» **The task**
This task calls for every line of the material to be output verbatim.

» **Data for the task**

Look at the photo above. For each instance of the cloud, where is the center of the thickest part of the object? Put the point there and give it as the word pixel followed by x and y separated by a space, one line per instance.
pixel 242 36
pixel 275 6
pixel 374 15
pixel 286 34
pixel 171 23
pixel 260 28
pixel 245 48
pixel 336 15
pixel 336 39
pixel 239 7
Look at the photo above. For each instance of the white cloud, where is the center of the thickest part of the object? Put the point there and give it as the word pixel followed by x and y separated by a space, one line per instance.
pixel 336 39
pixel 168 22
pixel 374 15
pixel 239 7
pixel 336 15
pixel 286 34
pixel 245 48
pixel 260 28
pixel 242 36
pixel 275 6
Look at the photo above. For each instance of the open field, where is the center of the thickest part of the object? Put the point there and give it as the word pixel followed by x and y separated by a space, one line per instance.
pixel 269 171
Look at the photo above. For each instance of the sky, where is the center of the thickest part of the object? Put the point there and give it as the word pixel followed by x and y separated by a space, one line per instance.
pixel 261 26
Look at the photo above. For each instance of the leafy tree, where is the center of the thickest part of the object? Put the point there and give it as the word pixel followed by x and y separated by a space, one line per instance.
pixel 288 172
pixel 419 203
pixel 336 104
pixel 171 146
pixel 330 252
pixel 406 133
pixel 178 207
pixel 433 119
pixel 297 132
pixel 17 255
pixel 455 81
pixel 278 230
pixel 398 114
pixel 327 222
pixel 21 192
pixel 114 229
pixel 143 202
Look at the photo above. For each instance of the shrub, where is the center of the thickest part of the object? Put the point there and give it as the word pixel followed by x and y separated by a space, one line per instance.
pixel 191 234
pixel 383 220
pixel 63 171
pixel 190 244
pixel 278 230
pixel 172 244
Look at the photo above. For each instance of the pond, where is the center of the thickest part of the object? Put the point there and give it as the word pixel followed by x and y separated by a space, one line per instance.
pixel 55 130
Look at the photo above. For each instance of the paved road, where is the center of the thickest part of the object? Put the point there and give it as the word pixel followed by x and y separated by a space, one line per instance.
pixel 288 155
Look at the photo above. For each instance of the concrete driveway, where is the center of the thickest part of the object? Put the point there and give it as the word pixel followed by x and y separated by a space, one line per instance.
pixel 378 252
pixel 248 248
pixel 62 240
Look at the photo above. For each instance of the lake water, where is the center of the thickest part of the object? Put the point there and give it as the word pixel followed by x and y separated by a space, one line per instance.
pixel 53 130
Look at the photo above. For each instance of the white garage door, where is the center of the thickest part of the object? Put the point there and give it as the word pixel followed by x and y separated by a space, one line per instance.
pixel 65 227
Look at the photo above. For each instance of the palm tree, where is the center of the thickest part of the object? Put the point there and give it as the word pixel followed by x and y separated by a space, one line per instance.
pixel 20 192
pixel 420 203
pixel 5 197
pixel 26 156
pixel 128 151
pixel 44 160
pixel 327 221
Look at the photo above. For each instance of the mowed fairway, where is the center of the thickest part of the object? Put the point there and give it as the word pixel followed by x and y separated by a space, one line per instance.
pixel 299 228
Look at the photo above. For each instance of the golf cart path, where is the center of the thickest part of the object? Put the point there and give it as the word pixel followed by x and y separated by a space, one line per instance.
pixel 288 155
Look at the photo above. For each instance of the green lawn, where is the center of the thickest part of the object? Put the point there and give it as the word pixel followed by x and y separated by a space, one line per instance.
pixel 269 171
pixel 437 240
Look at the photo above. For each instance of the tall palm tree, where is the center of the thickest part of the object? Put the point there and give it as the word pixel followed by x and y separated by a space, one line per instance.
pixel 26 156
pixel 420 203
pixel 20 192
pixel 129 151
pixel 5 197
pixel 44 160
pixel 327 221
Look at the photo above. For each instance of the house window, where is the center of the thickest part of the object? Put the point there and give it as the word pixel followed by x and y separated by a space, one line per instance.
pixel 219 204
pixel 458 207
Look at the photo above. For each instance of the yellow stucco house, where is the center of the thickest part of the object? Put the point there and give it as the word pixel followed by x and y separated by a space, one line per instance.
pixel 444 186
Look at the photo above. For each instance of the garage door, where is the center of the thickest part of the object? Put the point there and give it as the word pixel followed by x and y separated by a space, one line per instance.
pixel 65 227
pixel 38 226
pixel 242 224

» **Solution for this task**
Look at the photo above. For each instance of the cloud, where is the center of the thickest part of the object? Put the point there and give it as the word pixel followed by x and y separated by a space, one line per instance.
pixel 242 36
pixel 275 6
pixel 374 15
pixel 286 34
pixel 171 23
pixel 260 28
pixel 245 48
pixel 336 15
pixel 336 39
pixel 239 7
Look at the photo above. For each instance of the white cloud, where is the center of the thickest part of the object? Put the point there and give it as the word pixel followed by x and y separated by a space, one line per instance.
pixel 336 39
pixel 168 22
pixel 374 15
pixel 239 7
pixel 336 15
pixel 286 34
pixel 245 48
pixel 260 28
pixel 242 36
pixel 275 6
Look at the photo above. For each instance of the open field, where is the center of the thickest part of the object? Put the point there and give it as the word pixel followed by x and y separated by a space, one line per instance.
pixel 269 171
Look at the photo above. For each instance of the sky, where is the center of the thickest part of the object? Put the point there and give it as the word pixel followed by x and y separated by a space, one line per instance.
pixel 261 26
Look at the photo above. For each instance of the leafy tree, where is the center of the thickest part of the object? Put the point there and give it as the word pixel followed by x and y separated by a space, one line per instance.
pixel 288 172
pixel 419 203
pixel 336 104
pixel 171 146
pixel 330 252
pixel 406 133
pixel 178 207
pixel 433 119
pixel 297 132
pixel 17 255
pixel 455 81
pixel 278 230
pixel 398 114
pixel 327 222
pixel 21 192
pixel 114 229
pixel 143 202
Look at the photo above. For each instance of the shrub, where is the center of the thickest part of the object? Put the point there and give it as the word pixel followed by x and y separated by a space, one line per instance.
pixel 191 234
pixel 383 220
pixel 63 171
pixel 190 244
pixel 278 230
pixel 172 244
Look at the photo above. For each instance of the pond, where is the center of the thickest part of the object? Put the point there and give it as the word pixel followed by x and y separated by a space, one line per instance.
pixel 55 130
Look at the photo above. For each instance of the paved road, where is the center of the thickest part of the object? Put the point there and give it as the word pixel followed by x and y separated by a space, one line per instance.
pixel 288 155
Look at the photo above. For each instance of the concrete driveway, where is the center of the thickest part of the object? Put the point there and give it as the word pixel followed by x and y separated by a space, one line per instance.
pixel 378 252
pixel 248 248
pixel 62 240
Look at the photo above. For each instance of the lake water, where is the center of the thickest part of the object? Put the point there and give it as the word pixel followed by x and y separated by a space, one line per instance.
pixel 53 130
Look at the photo above. For each instance of the white garage door, where is the center of the thickest part of the object? Put the point there and give it as the word pixel followed by x and y separated by a space, one line per instance.
pixel 65 227
Look at the photo above. For each instance of the palm tree, where is the center of the thickest part of the object? Put the point there and give it as the word pixel followed by x and y separated by a space, one line per instance.
pixel 20 192
pixel 420 203
pixel 5 197
pixel 26 156
pixel 128 151
pixel 44 160
pixel 327 221
Look at the photo above. For each instance of the mowed fairway, where is the center of the thickest part of the object? Put the point there and give it as the word pixel followed by x and y separated by a space, one line per instance.
pixel 299 228
Look at the photo above. For each instance of the golf cart path, where is the center of the thickest part of the object? Put the point there and give it as the word pixel followed by x and y separated by a space, one line per instance.
pixel 288 155
Look at the photo above. For each instance of the green lawn, where is the center of the thickest part of the object? Put the point there and give it as the word pixel followed by x and y separated by a space, one line per instance.
pixel 269 171
pixel 437 240
Look at the photo above. For each instance of the tall palm tree, where is the center of the thickest part of the object? Put the point there and give it as the word pixel followed by x and y separated by a space, one line per instance.
pixel 26 156
pixel 420 203
pixel 20 192
pixel 129 151
pixel 5 197
pixel 44 160
pixel 327 221
Look at the photo above. For each instance of the house window, where is the center of the thickest part of the object? Put the point there and give it as the word pixel followed by x and y separated by a space, one line per instance.
pixel 219 204
pixel 458 207
Look at the photo above. For each instance of the yellow stucco house, where is the center of the thickest part of the object? Put the point there and give it as the word pixel followed by x and y separated by a space, one line per instance.
pixel 444 186
Look at the photo above. For each instance of the garage door, where is the center of the thickest part of the object? Put the point there and give it as the word pixel followed by x and y separated by a space, one line per instance.
pixel 65 227
pixel 38 226
pixel 242 224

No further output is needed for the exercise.